Point-per-instance localization data:

# # # #

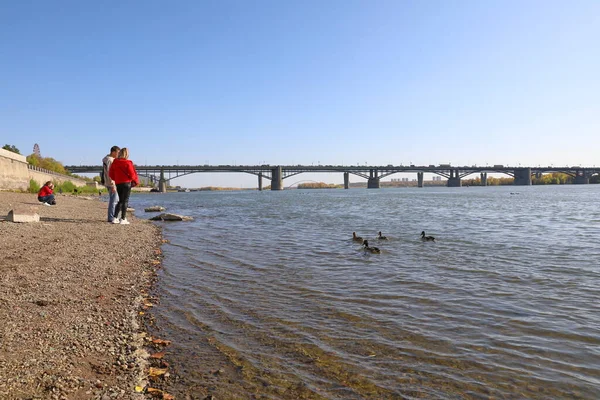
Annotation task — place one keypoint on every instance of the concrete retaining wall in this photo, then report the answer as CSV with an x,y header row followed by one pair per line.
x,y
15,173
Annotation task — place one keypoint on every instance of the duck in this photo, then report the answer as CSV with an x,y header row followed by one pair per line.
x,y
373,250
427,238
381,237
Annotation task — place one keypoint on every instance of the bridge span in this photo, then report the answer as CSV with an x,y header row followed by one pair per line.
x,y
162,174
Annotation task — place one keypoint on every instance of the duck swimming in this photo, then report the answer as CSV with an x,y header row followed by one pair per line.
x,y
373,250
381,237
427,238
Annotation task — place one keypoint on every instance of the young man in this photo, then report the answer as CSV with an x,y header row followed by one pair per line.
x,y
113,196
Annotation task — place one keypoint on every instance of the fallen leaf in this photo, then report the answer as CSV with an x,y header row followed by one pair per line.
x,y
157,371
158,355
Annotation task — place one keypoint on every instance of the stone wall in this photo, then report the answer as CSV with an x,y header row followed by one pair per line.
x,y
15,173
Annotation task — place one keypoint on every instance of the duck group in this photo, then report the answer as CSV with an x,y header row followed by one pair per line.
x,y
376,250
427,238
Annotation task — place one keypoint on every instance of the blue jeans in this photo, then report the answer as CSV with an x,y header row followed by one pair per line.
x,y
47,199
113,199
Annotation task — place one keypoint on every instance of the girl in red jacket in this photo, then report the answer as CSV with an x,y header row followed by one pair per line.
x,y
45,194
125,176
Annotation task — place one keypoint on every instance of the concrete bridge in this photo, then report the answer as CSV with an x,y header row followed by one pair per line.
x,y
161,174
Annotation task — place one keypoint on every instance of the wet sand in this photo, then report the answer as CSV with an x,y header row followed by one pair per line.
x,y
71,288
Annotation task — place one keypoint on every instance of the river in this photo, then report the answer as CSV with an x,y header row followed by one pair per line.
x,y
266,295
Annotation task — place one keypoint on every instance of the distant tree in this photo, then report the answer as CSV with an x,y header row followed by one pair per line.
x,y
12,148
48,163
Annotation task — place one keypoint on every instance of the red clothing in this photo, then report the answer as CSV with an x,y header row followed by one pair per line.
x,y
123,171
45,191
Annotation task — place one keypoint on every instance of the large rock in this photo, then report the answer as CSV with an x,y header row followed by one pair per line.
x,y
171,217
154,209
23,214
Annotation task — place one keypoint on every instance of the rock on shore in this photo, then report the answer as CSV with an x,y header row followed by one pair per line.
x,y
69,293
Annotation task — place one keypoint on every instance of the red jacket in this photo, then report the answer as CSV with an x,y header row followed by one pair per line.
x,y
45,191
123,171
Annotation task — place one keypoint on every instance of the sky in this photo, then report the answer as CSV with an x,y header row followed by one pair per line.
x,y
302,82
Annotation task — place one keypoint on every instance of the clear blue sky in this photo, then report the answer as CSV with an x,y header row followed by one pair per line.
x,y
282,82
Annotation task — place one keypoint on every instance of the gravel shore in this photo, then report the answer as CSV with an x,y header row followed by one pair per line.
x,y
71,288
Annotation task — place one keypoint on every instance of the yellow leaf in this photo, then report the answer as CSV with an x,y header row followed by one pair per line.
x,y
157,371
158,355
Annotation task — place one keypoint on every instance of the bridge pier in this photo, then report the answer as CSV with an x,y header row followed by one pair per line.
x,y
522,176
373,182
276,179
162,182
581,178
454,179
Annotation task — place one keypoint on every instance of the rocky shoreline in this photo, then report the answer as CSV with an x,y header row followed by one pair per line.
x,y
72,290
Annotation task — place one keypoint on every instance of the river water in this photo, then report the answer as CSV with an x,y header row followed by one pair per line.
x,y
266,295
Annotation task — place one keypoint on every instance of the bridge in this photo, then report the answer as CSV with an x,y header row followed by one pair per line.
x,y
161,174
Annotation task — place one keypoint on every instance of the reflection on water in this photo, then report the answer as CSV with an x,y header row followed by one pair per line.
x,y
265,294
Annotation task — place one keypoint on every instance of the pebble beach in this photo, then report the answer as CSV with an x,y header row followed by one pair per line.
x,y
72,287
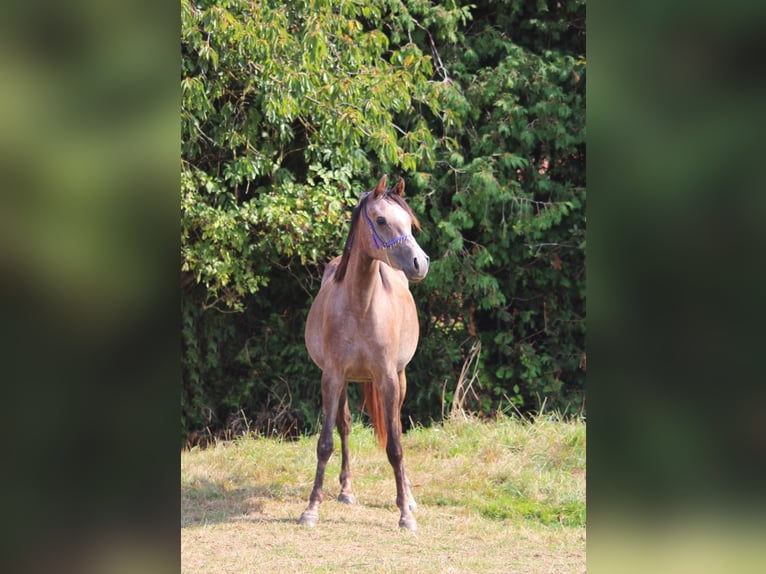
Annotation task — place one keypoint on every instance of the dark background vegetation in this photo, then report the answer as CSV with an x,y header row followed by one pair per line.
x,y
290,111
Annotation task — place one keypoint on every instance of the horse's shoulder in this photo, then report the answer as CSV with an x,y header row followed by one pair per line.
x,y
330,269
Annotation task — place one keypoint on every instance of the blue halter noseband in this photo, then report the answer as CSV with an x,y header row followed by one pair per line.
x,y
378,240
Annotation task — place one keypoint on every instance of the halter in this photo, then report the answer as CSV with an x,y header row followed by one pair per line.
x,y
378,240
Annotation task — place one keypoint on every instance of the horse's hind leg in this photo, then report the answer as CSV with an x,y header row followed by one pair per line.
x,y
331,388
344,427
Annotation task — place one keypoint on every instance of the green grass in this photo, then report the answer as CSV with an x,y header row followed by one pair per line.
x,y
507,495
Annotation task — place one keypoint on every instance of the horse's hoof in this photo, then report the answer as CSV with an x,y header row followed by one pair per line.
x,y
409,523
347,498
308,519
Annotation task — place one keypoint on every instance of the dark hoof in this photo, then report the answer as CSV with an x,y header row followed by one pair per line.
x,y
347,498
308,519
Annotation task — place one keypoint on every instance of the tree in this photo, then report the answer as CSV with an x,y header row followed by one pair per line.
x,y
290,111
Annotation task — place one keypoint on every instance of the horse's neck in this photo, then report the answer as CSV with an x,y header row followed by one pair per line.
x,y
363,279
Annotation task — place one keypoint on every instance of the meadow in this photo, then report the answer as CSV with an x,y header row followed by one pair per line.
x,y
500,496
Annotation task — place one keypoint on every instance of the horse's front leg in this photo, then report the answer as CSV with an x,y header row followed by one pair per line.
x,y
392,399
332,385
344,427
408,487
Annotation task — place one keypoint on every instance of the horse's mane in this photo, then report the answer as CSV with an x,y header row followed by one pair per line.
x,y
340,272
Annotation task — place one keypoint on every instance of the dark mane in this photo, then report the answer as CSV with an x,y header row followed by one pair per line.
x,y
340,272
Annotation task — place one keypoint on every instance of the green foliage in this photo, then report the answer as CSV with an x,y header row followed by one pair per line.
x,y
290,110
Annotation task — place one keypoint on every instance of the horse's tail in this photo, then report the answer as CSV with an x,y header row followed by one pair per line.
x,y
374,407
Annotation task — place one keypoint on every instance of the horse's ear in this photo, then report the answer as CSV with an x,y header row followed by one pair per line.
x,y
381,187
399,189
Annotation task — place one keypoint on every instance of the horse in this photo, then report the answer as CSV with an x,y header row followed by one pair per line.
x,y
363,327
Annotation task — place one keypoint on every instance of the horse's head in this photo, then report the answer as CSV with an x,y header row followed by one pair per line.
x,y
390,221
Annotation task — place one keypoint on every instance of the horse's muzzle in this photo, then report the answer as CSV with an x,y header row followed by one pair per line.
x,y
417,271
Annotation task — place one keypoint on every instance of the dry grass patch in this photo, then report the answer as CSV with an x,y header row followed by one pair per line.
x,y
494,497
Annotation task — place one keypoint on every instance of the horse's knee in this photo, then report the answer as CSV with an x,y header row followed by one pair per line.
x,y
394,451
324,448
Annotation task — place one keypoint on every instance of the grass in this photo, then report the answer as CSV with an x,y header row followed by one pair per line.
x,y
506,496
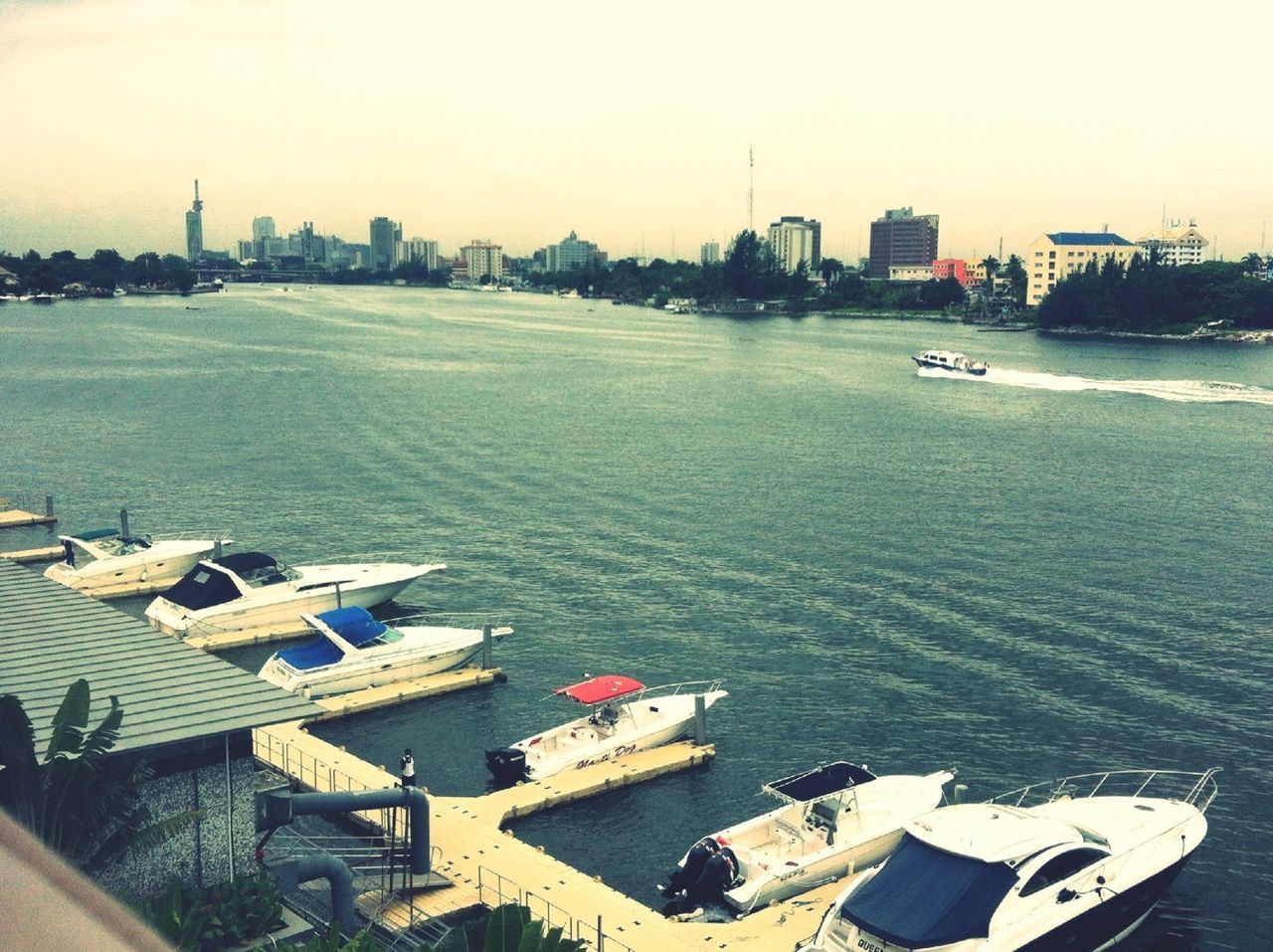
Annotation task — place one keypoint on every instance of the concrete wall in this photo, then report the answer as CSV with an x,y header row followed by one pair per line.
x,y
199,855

# # # #

Problem to solve: Type out all the records verbatim, minus images.

Solution for this task:
Annotation task — place one keypoint on every instance of the concrete retaining wall in this photo, then report the answer as CSV with an x,y header row followed by one pair per line.
x,y
15,173
Annotation task — place one keypoint on every instance of the duck in this photo, then report the answer as CSV with an x,y header row followed by one pair per line.
x,y
373,250
427,238
381,237
Annotation task — place one keypoint on every instance of the bridge span in this photo, then report the answer as CSV with an x,y header row followed by one pair per line.
x,y
162,174
Annotation task — place one keypoint on every instance of the duck swimming in this photo, then report the answer as CSV with an x,y header row followed by one pair per line.
x,y
373,250
381,237
427,238
Annotation task — place one keypoint on every instance of the young man in this photo, then report the answer as CSV with an x,y header row followed by one pair per line.
x,y
113,196
Annotation task — place one keypoint on every instance of the fallen leaf in this photo, then report the answer as CSV with an x,y header row followed by one pair per line.
x,y
157,371
158,355
Annotation task — place one keypoint on every instance of the stone wall in this photo, then report the answer as CSV with an x,y header row followed by one pair per line.
x,y
15,173
Annotation task — place one keypoint on every instance of the duck group in this photo, then report the answer as CSV with an x,y header row followed by one pair per line.
x,y
376,250
427,238
Annotation task — place one keypoint on every instance of the blue jeans in this photo, then report the answer as CSV with an x,y header row followed by one pair per line.
x,y
47,199
113,199
Annotation task — place one keypoint on every instance of the girl in red jacket in this photo, then report the answer as CSV with an x,y header row followed by one pair per line.
x,y
45,194
125,176
Annotation task — place one keypoint on every instance of the concrete bridge in this photo, then report the answer as CSV with an x,y header row followed by one pair per line.
x,y
161,174
Annotation task — place one keypoint on every instance of the wet sand in this photo, then report the answer as CSV with an x,y header row followed by one pair per line.
x,y
71,288
Annotation task — place one keypoint on every instance of the river in this photo, then report the answer as CSV with an x,y header row followed by one pair per line.
x,y
266,295
Annotation task — place one keypoint on every instance of the distant tree in this photo, then report the answer as CSV with an x,y header row followed by one pair per line.
x,y
12,148
48,163
Annotation task — place one keypoint on every instance of the red clothing in this photo, then report the answer as CSV with an x,y header row followed by one pair per line.
x,y
123,171
45,191
Annotation task — place one keypoint on every instance of the large rock in this photo, then report the answer as CSV with an x,y header row followed by one pair per line.
x,y
171,217
154,209
23,214
Annotation task — place one keypoint on every instance of the rock on shore in this photo, then report the answer as CSV with an x,y header row followed by one pair per line.
x,y
69,293
Annotation task — place one keypoint on every instance of the red jacket in this photo, then report the answer as CSV with an x,y header row followed by one pair per line.
x,y
45,191
123,171
Annotation task — place one keypoint on every instance of the sky in this photo, then report the answer as CSV with an x,y header row followed by one pair per line.
x,y
302,82
Annotation task — place one keypoint on every instance of the clear blue sky in this photo, then report the answer as CSV with an x,y header row followed by one pair per line.
x,y
282,82
Annotation task — place one keypoint on every instance of the gravel shore in this photo, then report the answer as CSV with an x,y header row followed by one pair per line.
x,y
71,288
Annotation task — place one keypoint on every instance of the yellow leaf in this photo, then report the answer as CSV with an x,y header row followed by one pair per line.
x,y
157,371
158,355
Annotation task — place one keypoint on every instance of the bridge pier in this photo, then report the answer as CSV with an x,y header row followed by one pair per line.
x,y
522,176
373,182
276,179
162,182
581,178
454,179
Annotation task — place one keypoint on every instance of the rocky shoreline in this photo, then report the answer as CSV with an x,y header row followed by one pair per line.
x,y
72,290
Annotation task — place one keypoint on every instance of the river water in this photo, then report the answer as CSV with an x,y header row followed by one pair per line.
x,y
266,295
Annotation task — place one keypoint on every instance of the bridge in this photo, then report the answer as CSV with an x,y header row followed by one pair per line.
x,y
161,174
Annotation task — place one keypoint on every instance of the reflection on water in this photo, then report the answer as CSV with an x,y header row followed by one pair per line.
x,y
265,294
Annotation task — place one keypoint on every instance of the pebble beach in this photo, then report the answer as CSV with an x,y header row followed by one pair per line.
x,y
72,287
Annotation task — place one keypoint on every instance of the dark background vegetation in this photo, then report the answer as CSV with an x,y header row followed by one pair per line.
x,y
290,111
Annotation task — place one keypoint on every instance of the horse's shoulder in this photo, then report the answer as CSV with an x,y header row followed by one pair per line.
x,y
330,269
Annotation task — place one keypoint on every instance of the blue halter noseband in this photo, then report the answer as CSV with an x,y header row followed by one pair per line.
x,y
378,240
Annotation task — place one keypoint on every instance of the halter in this photo, then report the answer as CSV with an x,y header row followed by one pair per line.
x,y
378,240
Annotation task — place one keypoint on every instance of the horse's hind leg in this photo, then report the answer as CSV with an x,y header row followed by one pair per line.
x,y
331,388
344,427
Annotation task — place one keypoint on every instance of the green grass in this photo, then report the answer as CSV with an x,y header row followed by one pair per line.
x,y
507,495
Annotation task — place one keypoint on every instance of the horse's hoof in this photo, then report the answer as CSV with an x,y header row followed by one pair per line.
x,y
409,523
347,498
308,519
Annotation task — place one keypoint on every instance of the dark hoof in this photo, then report the answer as CSV with an x,y header row followed by one pair per line.
x,y
347,498
308,519
Annotation task — place one keypoint on every instance of the tree in this photo, then report the answer as CSV with an x,y header row followed by one pair per line.
x,y
290,111
Annotation task — place one keypoint on every instance of the horse's neck in this photo, then report the answer as CSV with an x,y header row followed by one pair per line.
x,y
363,279
Annotation task — place one keypoint on every instance of the meadow in this photo, then report the answer as CSV with an x,y header row followed by one pair per line.
x,y
500,496
Annotation task — place one keypoint on every instance of the horse's front leg in this photo, then report the answer as CSV with an x,y header row followed by one pair per line.
x,y
392,399
332,385
344,427
408,487
Annotation task — place one keypoint on every instance of the horse's mane in this photo, then report the answer as CSV with an x,y header row followed by one pair per line.
x,y
340,272
Annotation task — place one keypoint on every instance of the dark mane in this photo, then report the answer as CSV with an x,y header row followed by one pair per line.
x,y
340,272
Annotation task — place one keypoint on every instance of the green foliage in this photo, then report the answer as CSV with an x,y header row followed by one pair per line.
x,y
290,110
Annotation task — place one keypoint on every instance of the horse's tail in this photo, then report the answer as CSV with an x,y header row followed by one pair per line.
x,y
374,407
Annotation task — place one keypoint on every instance of the horse's ear in this photo, then report the answer as CSV with an x,y header row followed by one pair per line.
x,y
381,187
399,189
Annotation task — place one keypoint on every instance of the horse in this photo, then report the answer as CSV with an x,y header row followed by one pair per line.
x,y
363,327
Annotation task — place one keypoint on every instance of the horse's head in this photo, then report the answer as CSV with an x,y header row followed by one pair per line.
x,y
390,221
Annotation task — place one keypoint on every instance of the horse's muzzle in this photo, then report the answer as CSV with an x,y header row followed by one pair per line.
x,y
417,271
Annotation task — place one keypoint on every instance of the dry grass patch in this photo, then report the answer as CSV with an x,y header row followed by one pair per line.
x,y
494,497
Annotation task — place one keypoint on every instance of the horse's knee in this photo, then report the answer as CSV with an x,y header row followed by one pair per line.
x,y
394,451
324,448
Annotation task — place one keypoint on every instance of the grass in this photo, then report the answer as CSV with an x,y header row followed by one pair per line.
x,y
506,496
Annotation task — place one keypoint on every instance of the concrete wall in this photo, then report the answer as CSV with an x,y header row followed by one pair per line.
x,y
199,855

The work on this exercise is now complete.